◆ To do:
Copy out all of the records. Keep every word exact.

*** Dataset records Section Begins ***

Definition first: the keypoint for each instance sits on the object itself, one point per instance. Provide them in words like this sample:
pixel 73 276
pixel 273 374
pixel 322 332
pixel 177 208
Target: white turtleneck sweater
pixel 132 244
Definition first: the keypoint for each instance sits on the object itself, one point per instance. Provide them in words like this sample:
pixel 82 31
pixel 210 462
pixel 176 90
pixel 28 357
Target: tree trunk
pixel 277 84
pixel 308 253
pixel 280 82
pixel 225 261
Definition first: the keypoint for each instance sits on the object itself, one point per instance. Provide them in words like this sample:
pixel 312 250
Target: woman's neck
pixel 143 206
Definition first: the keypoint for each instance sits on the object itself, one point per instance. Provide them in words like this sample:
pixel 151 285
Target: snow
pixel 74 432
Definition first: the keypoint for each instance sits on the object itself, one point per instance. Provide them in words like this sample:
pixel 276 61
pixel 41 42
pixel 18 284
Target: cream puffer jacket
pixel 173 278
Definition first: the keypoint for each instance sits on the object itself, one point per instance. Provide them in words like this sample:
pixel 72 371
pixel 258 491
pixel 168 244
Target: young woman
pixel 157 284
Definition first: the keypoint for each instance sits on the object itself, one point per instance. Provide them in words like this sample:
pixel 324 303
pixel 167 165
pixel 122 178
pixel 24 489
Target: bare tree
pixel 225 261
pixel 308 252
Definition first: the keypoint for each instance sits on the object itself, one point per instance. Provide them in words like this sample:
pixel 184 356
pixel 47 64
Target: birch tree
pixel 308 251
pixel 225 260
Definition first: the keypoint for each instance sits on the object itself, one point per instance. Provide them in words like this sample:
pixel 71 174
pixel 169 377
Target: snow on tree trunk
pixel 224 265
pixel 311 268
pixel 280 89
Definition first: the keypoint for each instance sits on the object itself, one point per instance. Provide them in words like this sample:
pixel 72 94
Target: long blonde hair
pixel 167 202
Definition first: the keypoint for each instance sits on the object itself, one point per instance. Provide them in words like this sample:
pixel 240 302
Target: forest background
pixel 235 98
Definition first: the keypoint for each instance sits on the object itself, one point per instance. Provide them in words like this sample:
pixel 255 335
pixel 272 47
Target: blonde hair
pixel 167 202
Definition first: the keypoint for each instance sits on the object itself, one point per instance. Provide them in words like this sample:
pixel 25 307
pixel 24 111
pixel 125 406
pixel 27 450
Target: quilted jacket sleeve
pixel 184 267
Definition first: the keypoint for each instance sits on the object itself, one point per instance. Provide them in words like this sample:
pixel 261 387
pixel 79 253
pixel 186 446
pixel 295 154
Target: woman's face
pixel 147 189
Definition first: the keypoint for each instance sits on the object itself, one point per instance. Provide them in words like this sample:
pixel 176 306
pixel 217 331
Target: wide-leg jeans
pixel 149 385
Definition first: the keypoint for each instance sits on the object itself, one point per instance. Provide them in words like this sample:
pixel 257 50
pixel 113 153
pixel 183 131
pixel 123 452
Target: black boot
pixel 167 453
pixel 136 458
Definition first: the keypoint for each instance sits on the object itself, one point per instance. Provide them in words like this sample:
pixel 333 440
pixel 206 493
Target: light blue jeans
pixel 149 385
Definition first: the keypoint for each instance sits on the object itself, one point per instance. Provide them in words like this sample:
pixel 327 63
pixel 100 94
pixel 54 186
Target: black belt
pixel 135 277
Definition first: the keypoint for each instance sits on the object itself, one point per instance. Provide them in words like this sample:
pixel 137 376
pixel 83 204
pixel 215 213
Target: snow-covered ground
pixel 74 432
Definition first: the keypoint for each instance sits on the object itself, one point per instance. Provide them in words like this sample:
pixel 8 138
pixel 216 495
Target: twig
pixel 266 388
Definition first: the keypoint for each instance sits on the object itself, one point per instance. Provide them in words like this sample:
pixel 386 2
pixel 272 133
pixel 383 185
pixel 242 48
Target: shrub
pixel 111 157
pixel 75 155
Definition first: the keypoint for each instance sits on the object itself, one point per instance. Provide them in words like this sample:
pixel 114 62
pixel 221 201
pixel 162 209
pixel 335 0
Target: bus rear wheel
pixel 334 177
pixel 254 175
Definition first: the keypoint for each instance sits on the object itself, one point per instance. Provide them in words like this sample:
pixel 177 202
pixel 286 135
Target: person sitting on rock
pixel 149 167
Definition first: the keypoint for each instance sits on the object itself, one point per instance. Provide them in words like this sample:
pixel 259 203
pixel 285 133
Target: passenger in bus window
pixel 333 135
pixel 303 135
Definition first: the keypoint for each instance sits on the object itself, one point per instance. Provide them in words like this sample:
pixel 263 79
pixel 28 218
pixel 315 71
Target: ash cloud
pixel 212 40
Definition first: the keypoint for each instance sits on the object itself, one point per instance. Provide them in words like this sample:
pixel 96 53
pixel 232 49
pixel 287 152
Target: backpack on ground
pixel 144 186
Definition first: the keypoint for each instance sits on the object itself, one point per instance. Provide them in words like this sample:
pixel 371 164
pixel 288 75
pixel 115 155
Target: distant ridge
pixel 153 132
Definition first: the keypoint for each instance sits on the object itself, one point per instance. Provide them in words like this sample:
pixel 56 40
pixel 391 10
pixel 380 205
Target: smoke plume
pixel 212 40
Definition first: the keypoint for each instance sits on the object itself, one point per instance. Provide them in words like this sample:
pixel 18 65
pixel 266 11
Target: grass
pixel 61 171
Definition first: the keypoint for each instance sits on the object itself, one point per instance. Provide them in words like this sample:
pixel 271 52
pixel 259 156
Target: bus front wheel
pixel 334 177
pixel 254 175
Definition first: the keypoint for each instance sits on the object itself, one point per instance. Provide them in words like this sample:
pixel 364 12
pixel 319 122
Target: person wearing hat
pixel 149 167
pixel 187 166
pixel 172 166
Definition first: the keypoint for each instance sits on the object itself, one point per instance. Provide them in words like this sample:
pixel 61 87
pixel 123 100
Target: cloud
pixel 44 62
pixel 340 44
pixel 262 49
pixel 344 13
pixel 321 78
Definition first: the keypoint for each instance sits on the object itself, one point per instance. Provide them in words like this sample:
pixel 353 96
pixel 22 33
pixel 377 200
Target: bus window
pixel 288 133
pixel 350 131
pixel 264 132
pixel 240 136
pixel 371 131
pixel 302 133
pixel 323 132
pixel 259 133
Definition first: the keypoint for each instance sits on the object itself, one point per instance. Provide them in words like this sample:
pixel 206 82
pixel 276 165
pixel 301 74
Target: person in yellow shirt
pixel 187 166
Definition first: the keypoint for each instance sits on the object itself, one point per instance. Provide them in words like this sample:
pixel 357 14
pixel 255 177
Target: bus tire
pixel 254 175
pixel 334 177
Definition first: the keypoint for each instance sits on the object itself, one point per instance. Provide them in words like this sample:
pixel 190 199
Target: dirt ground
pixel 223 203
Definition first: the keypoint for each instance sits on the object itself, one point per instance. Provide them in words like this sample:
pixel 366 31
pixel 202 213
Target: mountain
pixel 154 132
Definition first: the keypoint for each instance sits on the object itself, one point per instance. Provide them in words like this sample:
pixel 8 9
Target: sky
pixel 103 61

*** Dataset records Section Ends ***

◆ Result for this task:
Definition first: the keypoint for each instance sits on the object itself, one point per instance. Provide them in words like this sample:
pixel 73 276
pixel 273 374
pixel 322 332
pixel 177 208
Target: white turtleneck sweater
pixel 132 244
Definition first: the keypoint for each instance sits on the object itself, one point per instance. Provide them in words like this sample:
pixel 82 31
pixel 210 462
pixel 176 90
pixel 28 357
Target: tree trunk
pixel 277 84
pixel 308 253
pixel 280 82
pixel 225 261
Definition first: the keypoint for each instance sits on the object itself, one point per instance. Provide them in words like this sample:
pixel 312 250
Target: woman's neck
pixel 143 206
Definition first: the keypoint for each instance sits on the object itself, one point per instance. Provide them in words like this sample:
pixel 151 285
Target: snow
pixel 74 432
Definition first: the keypoint for each instance sits on the object itself, one point per instance. Provide them in words like this sample:
pixel 276 61
pixel 41 42
pixel 18 284
Target: cream puffer jacket
pixel 173 278
Definition first: the keypoint for each instance sits on the object itself, one point per instance. Provide them in words like this sample:
pixel 72 371
pixel 258 491
pixel 168 244
Target: young woman
pixel 157 284
Definition first: the keypoint for each instance sits on the object itself, one point per instance. Provide them in words like this sample:
pixel 324 303
pixel 167 165
pixel 122 178
pixel 24 489
Target: bare tree
pixel 225 261
pixel 308 252
Definition first: the keypoint for each instance sits on the object itself, one point per instance. Provide them in words like this sample:
pixel 184 356
pixel 47 64
Target: birch tree
pixel 308 251
pixel 225 260
Definition first: the keypoint for each instance sits on the object itself, one point per instance. Provide them in words like this sample:
pixel 71 174
pixel 169 377
Target: snow on tree trunk
pixel 224 265
pixel 311 268
pixel 280 89
Definition first: the keypoint for each instance sits on the object itself, one point per instance. Provide them in words like this sample:
pixel 72 94
Target: long blonde hair
pixel 167 202
Definition first: the keypoint for each instance sits on the object itself, one point per instance. Provide them in words like this sample:
pixel 240 302
Target: forest background
pixel 235 98
Definition first: the keypoint for each instance sits on the object itself, one point per instance. Provide them in words like this sample:
pixel 255 335
pixel 272 47
Target: blonde hair
pixel 167 202
Definition first: the keypoint for each instance sits on the object itself, one point per instance. Provide them in words like this sample:
pixel 25 307
pixel 24 111
pixel 125 406
pixel 27 450
Target: quilted jacket sleeve
pixel 184 267
Definition first: the keypoint for each instance sits on the object itself, one point per instance. Provide them in words like this sample:
pixel 261 387
pixel 79 253
pixel 186 446
pixel 295 154
Target: woman's face
pixel 147 189
Definition first: the keypoint for each instance sits on the object itself, one point per instance. Provide them in words like this sample:
pixel 176 306
pixel 217 331
Target: wide-leg jeans
pixel 149 385
Definition first: the keypoint for each instance sits on the object itself, one point per instance. Provide them in words like this sample:
pixel 257 50
pixel 113 153
pixel 183 131
pixel 123 452
Target: black boot
pixel 167 453
pixel 136 458
Definition first: the keypoint for each instance sits on the object itself, one point per instance. Provide them in words like this sample:
pixel 333 440
pixel 206 493
Target: light blue jeans
pixel 149 385
Definition first: the keypoint for each instance sits on the object itself, one point per instance. Provide them in words like this sample:
pixel 327 63
pixel 100 94
pixel 54 186
Target: black belt
pixel 135 277
Definition first: the keypoint for each instance sits on the object itself, one point per instance. Provide them in words like this sample:
pixel 137 376
pixel 83 204
pixel 215 213
Target: snow-covered ground
pixel 74 432
Definition first: the keypoint for each instance sits on the object itself, one point per instance. Provide them in words like this sample:
pixel 8 138
pixel 216 495
Target: twig
pixel 266 388
Definition first: the keypoint for each instance sits on the object itself, one point per instance. Provide them in words like this sample:
pixel 386 2
pixel 272 133
pixel 383 185
pixel 242 48
Target: shrub
pixel 111 157
pixel 75 155
Definition first: the keypoint for each instance sits on the object itself, one point per instance. Provide them in words like this sample:
pixel 114 62
pixel 221 201
pixel 162 209
pixel 335 0
Target: bus rear wheel
pixel 334 177
pixel 254 175
Definition first: the keypoint for each instance sits on the object itself, one point per instance. Provide them in words like this sample:
pixel 177 202
pixel 286 135
Target: person sitting on rock
pixel 149 167
Definition first: the keypoint for each instance sits on the object itself, one point per instance. Provide them in words like this sample:
pixel 259 203
pixel 285 133
Target: passenger in bus window
pixel 333 135
pixel 303 135
Definition first: the keypoint for each instance sits on the object itself, one point per instance. Provide them in words like this sample:
pixel 263 79
pixel 28 218
pixel 315 71
Target: ash cloud
pixel 212 40
Definition first: the keypoint for each instance sits on the object itself, one point per instance. Provide them in words like this sample:
pixel 96 53
pixel 232 49
pixel 287 152
Target: backpack on ground
pixel 144 186
Definition first: the keypoint for each instance sits on the object itself, one point per instance. Provide them in words like this sample:
pixel 371 164
pixel 288 75
pixel 115 155
Target: distant ridge
pixel 153 132
Definition first: the keypoint for each instance sits on the object itself, one point per instance. Provide them in words like this sample:
pixel 56 40
pixel 391 10
pixel 380 205
Target: smoke plume
pixel 212 40
Definition first: the keypoint for each instance sits on the object itself, one point per instance. Provide them in words like this sample:
pixel 18 65
pixel 266 11
Target: grass
pixel 61 171
Definition first: the keypoint for each instance sits on the object itself, one point per instance. Provide them in words like this sample:
pixel 271 52
pixel 259 156
Target: bus front wheel
pixel 334 177
pixel 254 175
Definition first: the keypoint for each instance sits on the object itself, one point per instance. Provide them in words like this sample:
pixel 364 12
pixel 319 122
Target: person wearing hat
pixel 149 167
pixel 187 166
pixel 172 166
Definition first: the keypoint for each instance sits on the object itself, one point per instance. Provide them in words like this sample:
pixel 61 87
pixel 123 100
Target: cloud
pixel 44 62
pixel 340 44
pixel 262 49
pixel 344 13
pixel 321 78
Definition first: the keypoint for each instance sits on the object itself, one point per instance. Provide them in words like this sample:
pixel 353 96
pixel 22 33
pixel 377 200
Target: bus window
pixel 288 133
pixel 350 131
pixel 264 132
pixel 240 136
pixel 371 131
pixel 302 133
pixel 323 132
pixel 259 133
Definition first: the keypoint for each instance sits on the object itself, one point per instance. Provide them in words like this sample:
pixel 206 82
pixel 276 165
pixel 301 74
Target: person in yellow shirt
pixel 187 166
Definition first: the keypoint for each instance sits on the object itself, one point per instance. Provide them in words like this sample:
pixel 357 14
pixel 255 177
Target: bus tire
pixel 254 175
pixel 334 177
Definition first: the keypoint for each instance sits on the object itself, one point per instance. Provide them in words like this sample:
pixel 190 199
Target: dirt ground
pixel 223 203
Definition first: the keypoint for each instance sits on the object itself, one point per instance. Provide them in words like this sample:
pixel 366 31
pixel 202 213
Target: mountain
pixel 154 132
Definition first: the keypoint for each instance sits on the object itself, one point per instance. Provide them in words like this sample:
pixel 8 9
Target: sky
pixel 103 61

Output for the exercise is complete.